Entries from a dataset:
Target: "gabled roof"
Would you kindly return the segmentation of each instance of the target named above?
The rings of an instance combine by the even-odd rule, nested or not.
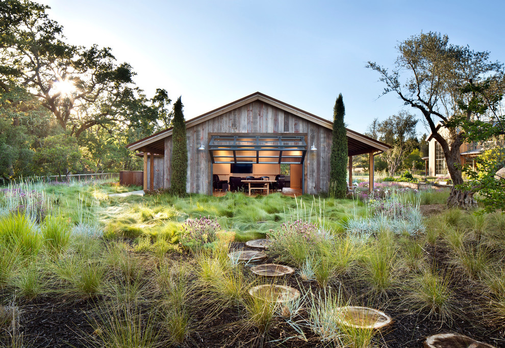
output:
[[[253,93],[252,94],[245,96],[243,98],[241,98],[226,105],[223,105],[220,108],[218,108],[196,117],[188,120],[186,121],[186,128],[189,128],[194,127],[203,122],[205,122],[256,101],[263,102],[267,104],[279,108],[329,129],[332,129],[333,128],[333,122],[331,121],[320,117],[310,112],[307,112],[301,109],[298,109],[292,105],[290,105],[284,102],[272,98],[260,92]],[[387,144],[376,140],[372,138],[370,138],[357,132],[355,132],[347,128],[346,129],[347,130],[348,142],[349,142],[349,144],[353,142],[357,144],[358,143],[364,143],[367,145],[374,147],[376,151],[385,151],[391,147]],[[129,144],[127,147],[131,150],[134,151],[141,149],[144,146],[147,146],[151,147],[155,153],[156,150],[159,150],[160,152],[162,151],[161,146],[162,145],[164,146],[164,144],[162,144],[161,141],[167,137],[171,135],[172,130],[172,127],[167,128],[161,132],[158,132],[152,135],[150,135],[148,137],[141,139],[140,140],[132,142]]]

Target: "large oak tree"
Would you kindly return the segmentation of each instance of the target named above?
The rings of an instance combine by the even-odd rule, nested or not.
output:
[[[384,94],[395,93],[406,105],[420,112],[432,136],[443,150],[453,183],[462,184],[459,149],[465,140],[463,121],[470,122],[475,117],[471,108],[461,107],[473,95],[463,87],[469,83],[484,83],[499,75],[503,66],[491,61],[488,52],[450,44],[447,36],[436,33],[413,36],[396,48],[398,55],[391,71],[372,62],[367,66],[380,74],[380,81],[386,85]],[[437,127],[439,121],[447,131],[445,136]],[[474,193],[454,186],[447,204],[474,206]]]
[[[2,2],[0,92],[26,89],[77,137],[95,126],[112,133],[156,125],[159,112],[170,103],[166,91],[157,90],[157,96],[148,100],[135,85],[132,67],[118,63],[111,48],[66,43],[48,8],[28,0]]]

TASK REQUIREMENTS: Output every line of the records above as a JSON list of strings, one string per line, with blank lines left out. Omit the pictures from the list.

ANSWER TO THE PROBLEM:
[
  "Target: \"gabled roof\"",
  "Would you kindly return the segmentation of each instance of the target named above?",
  "The rings of an instance combine by the even-odd rule, nested or not.",
  "output:",
  "[[[253,93],[252,94],[245,96],[243,98],[241,98],[226,105],[223,105],[220,108],[218,108],[196,117],[188,120],[186,121],[186,128],[189,128],[194,127],[203,122],[205,122],[256,101],[263,102],[267,104],[279,108],[329,129],[332,129],[333,128],[333,122],[331,121],[320,117],[310,112],[307,112],[301,109],[298,109],[292,105],[290,105],[284,102],[272,98],[260,92]],[[387,144],[376,140],[372,138],[370,138],[357,132],[355,132],[347,128],[346,129],[347,130],[348,142],[349,142],[349,144],[353,142],[357,144],[358,143],[364,143],[367,145],[374,147],[376,151],[385,151],[391,147]],[[129,144],[127,147],[131,150],[134,151],[141,149],[144,146],[147,146],[151,147],[155,153],[156,150],[159,150],[160,152],[162,151],[161,146],[162,145],[164,146],[164,144],[162,144],[161,141],[167,137],[171,135],[172,130],[172,127],[167,128],[161,132],[158,132],[152,135],[150,135],[148,137],[141,139],[140,140],[132,142]]]",
  "Target: \"large oak tree\"",
  "Would you kindly return the segmentation of each instance of the target named above?",
  "The rings of an instance combine by the even-odd rule, nested or not.",
  "output:",
  "[[[384,94],[395,93],[406,105],[420,112],[432,136],[443,150],[453,183],[462,184],[459,149],[465,140],[463,121],[470,122],[475,117],[471,108],[461,107],[473,95],[463,87],[469,83],[484,83],[499,75],[503,66],[491,61],[488,52],[450,44],[447,36],[436,33],[413,36],[396,48],[398,55],[391,71],[372,62],[367,66],[380,74],[380,81],[386,85]],[[437,127],[439,121],[447,131],[445,136]],[[474,193],[454,186],[447,204],[474,206]]]",
  "[[[2,2],[0,92],[26,89],[77,137],[95,126],[112,133],[156,125],[159,112],[170,103],[166,91],[157,90],[157,96],[148,100],[135,85],[132,67],[118,63],[111,48],[66,43],[48,8],[28,0]]]"
]